La NRF n’est plus ce qu’elle était. Si les littéraires connaissent la Nouvelle revue française, un temps sous l’égide de Gide, ils ne connaissent pas encore la Nouvelle révolution française, celle qui nait. Emmanuel Steiner, lettré philosophe, s’y emploie dans la dernière nouvelle de ce recueil éponyme.

L’époque étant ce qu’elle est, le poke venu des Yankees rappelle aux dirigeants que le peuple le surveille. La NRF se charge de guillotiner ceux qui trahissent, comme au « bon vieux temps » de Robespierre que Mélenchon rappelle, faisant d’une pierre deux coups. Le politicien aux 52 mandats veut dégager les autres et en appelle à la base. Mais la base se suffit à elle-même et décapite les capets incapables. Il s’agit « d’aider symboliquement l’espèce humaine à prendre conscience » p.88. Pas sûr que ça marche. Et quand le révolutionnaire chante « vive le son du canon ! », en écho lui reviennent les 21 coups tonnés dimanche à Paris pour le jeune Emmanuel.

# DONNÉES ENREGISTRÉES
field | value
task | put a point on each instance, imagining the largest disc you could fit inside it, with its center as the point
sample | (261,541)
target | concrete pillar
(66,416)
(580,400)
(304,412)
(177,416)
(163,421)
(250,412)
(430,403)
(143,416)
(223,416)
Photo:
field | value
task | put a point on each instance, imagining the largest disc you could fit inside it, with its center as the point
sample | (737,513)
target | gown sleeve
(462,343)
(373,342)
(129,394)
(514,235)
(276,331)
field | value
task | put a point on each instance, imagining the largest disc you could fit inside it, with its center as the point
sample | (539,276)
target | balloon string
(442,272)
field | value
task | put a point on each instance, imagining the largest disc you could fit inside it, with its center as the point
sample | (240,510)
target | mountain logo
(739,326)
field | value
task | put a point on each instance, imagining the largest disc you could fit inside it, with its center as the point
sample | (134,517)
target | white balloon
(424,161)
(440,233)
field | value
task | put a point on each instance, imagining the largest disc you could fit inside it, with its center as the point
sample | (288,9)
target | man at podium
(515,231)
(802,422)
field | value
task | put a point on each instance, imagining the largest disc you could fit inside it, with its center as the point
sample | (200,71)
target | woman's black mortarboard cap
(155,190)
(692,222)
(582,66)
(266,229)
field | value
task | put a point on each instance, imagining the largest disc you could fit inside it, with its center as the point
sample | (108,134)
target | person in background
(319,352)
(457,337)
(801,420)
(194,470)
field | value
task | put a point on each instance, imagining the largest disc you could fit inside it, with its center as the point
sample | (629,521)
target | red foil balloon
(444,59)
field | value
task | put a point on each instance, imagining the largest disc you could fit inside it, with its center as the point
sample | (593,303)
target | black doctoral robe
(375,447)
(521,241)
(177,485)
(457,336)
...
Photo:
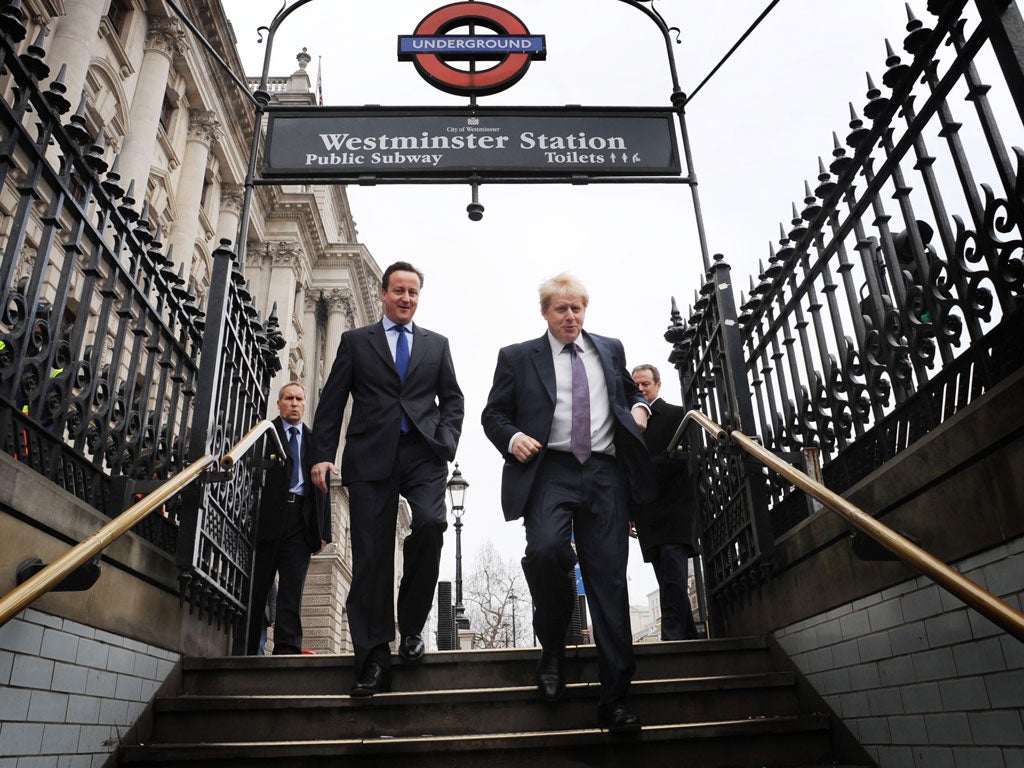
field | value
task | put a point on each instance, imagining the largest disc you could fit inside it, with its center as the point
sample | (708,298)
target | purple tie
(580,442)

# CONSIGNES
1 – D'après le texte fourni, qui s'emploie à la Nouvelle révolution française dans la dernière nouvelle du recueil ?
2 – Indiquez si chacune des affirmations suivantes est conforme au texte fourni, en citant à l'appui les mots décisifs. (a) La Nouvelle revue française a été un temps sous l'égide de Gide. (b) Le politicien évoqué compte 52 mandats. (c) Les 21 coups ont été tonnés un samedi à Paris.
3 – Reproduisez à l'identique le passage du texte fourni qui s'ouvre sur les mots contenant « La NRF n’est » et se clôt sur « ce recueil éponyme. ».
Les entrées n'ont aucun rapport avec le texte fourni.

# CORRIGÉS DÉTAILLÉS
1 – Emmanuel Steiner, lettré philosophe.

2 –
(a) Oui : « un temps sous l’égide de Gide ».
(b) Oui : « Le politicien aux 52 mandats ».
(c) Non : « les 21 coups tonnés dimanche à Paris ».

3 –
La NRF n’est plus ce qu’elle était. Si les littéraires connaissent la Nouvelle revue française, un temps sous l’égide de Gide, ils ne connaissent pas encore la Nouvelle révolution française, celle qui nait. Emmanuel Steiner, lettré philosophe, s’y emploie dans la dernière nouvelle de ce recueil éponyme.